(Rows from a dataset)

—————

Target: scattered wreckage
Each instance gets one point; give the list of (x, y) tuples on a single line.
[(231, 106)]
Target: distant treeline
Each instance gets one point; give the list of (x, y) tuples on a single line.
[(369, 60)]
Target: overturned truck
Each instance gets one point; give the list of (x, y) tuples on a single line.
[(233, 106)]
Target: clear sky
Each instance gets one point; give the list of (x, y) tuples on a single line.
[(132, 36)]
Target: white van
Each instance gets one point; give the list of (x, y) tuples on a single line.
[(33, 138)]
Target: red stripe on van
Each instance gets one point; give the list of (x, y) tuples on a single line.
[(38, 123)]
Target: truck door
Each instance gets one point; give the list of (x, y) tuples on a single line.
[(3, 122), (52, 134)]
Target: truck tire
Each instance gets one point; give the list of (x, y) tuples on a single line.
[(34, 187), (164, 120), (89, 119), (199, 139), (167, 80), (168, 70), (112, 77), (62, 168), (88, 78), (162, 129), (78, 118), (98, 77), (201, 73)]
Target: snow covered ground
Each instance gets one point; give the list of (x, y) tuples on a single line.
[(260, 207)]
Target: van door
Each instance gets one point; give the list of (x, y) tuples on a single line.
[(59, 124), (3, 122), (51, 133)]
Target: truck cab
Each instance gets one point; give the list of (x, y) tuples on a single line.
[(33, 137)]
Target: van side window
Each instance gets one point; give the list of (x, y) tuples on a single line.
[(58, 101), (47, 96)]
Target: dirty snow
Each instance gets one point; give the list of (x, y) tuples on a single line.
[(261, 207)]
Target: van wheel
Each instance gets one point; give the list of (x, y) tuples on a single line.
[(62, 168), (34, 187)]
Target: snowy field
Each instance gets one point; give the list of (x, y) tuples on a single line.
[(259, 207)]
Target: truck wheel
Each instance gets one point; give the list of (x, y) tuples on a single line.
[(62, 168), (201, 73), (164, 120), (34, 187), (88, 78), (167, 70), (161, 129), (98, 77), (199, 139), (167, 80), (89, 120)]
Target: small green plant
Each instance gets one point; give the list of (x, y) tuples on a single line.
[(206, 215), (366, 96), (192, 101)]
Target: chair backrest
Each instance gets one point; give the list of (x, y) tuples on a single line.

—————

Problem - Convert the data above into a numbered list with one line per item, omitting any blank lines.

Solution to this task -
1. Target: scattered wreckage
2. Each instance gets one point; give the list of (x, y) tuples on a single line.
3. [(231, 106)]
4. Target: distant treeline
5. Each instance gets one point; give the list of (x, y) tuples on a single line.
6. [(369, 60)]
7. Target: overturned truck
8. Each instance gets one point; give the list of (x, y) tuples on a single line.
9. [(233, 106)]
10. Target: clear sky
11. Each instance gets one point; give the list of (x, y) tuples on a single line.
12. [(132, 36)]
13. Target: white van
14. Each instance gets one point; give the list of (x, y) tuples on a single line.
15. [(33, 138)]
16. Target: red stripe on van
17. Each instance gets one point; give the list of (x, y) tuples on a single line.
18. [(38, 123)]
19. Target: truck door
20. Each instance gets one point; give the list of (x, y) tuples on a single line.
21. [(3, 122), (52, 134)]
22. Target: truck tire
23. Each instance gets one point; give the list of (x, y) tuples on a single line.
24. [(34, 187), (164, 120), (89, 119), (199, 139), (167, 80), (168, 70), (112, 77), (62, 168), (88, 78), (162, 129), (78, 118), (98, 77), (201, 73)]
25. Target: snow covered ground
26. Each instance gets one point; give the list of (x, y) tuples on a single line.
27. [(260, 207)]
28. Target: van door
29. Each instance gets one point; give the list of (x, y) tuples on a single line.
30. [(59, 124), (3, 122), (51, 133)]
31. Target: truck cab
32. Each instance gets one point; give the list of (x, y) tuples on a single line.
33. [(33, 137)]
34. Target: van side window
35. Each instance gets one point; give the list of (x, y) tuples on a single line.
36. [(58, 101), (47, 96)]
37. Target: dirty snow
38. Each instance gets one point; give the list of (x, y) tuples on a single line.
39. [(261, 207)]
40. Target: van wheel
41. Each instance gets one point; give the list of (x, y) tuples on a single line.
42. [(62, 168), (34, 187)]
43. Target: snowy field
44. Each instance gets one point; give the list of (x, y) tuples on a single line.
45. [(259, 207)]
46. Target: truck wheel
47. Each instance gets one point; give the list of (x, y) tuples on a single line.
48. [(62, 168), (201, 73), (164, 120), (34, 187), (88, 78), (167, 70), (161, 129), (98, 77), (199, 139), (167, 80), (89, 120)]
49. Target: small green plant
50. Each instance gets one point; give the list of (x, y) tuples on a single line.
51. [(206, 215), (366, 96), (192, 101)]
52. Target: chair backrest
53. Each instance gets one point; give the list of (x, y) tuples on a single line.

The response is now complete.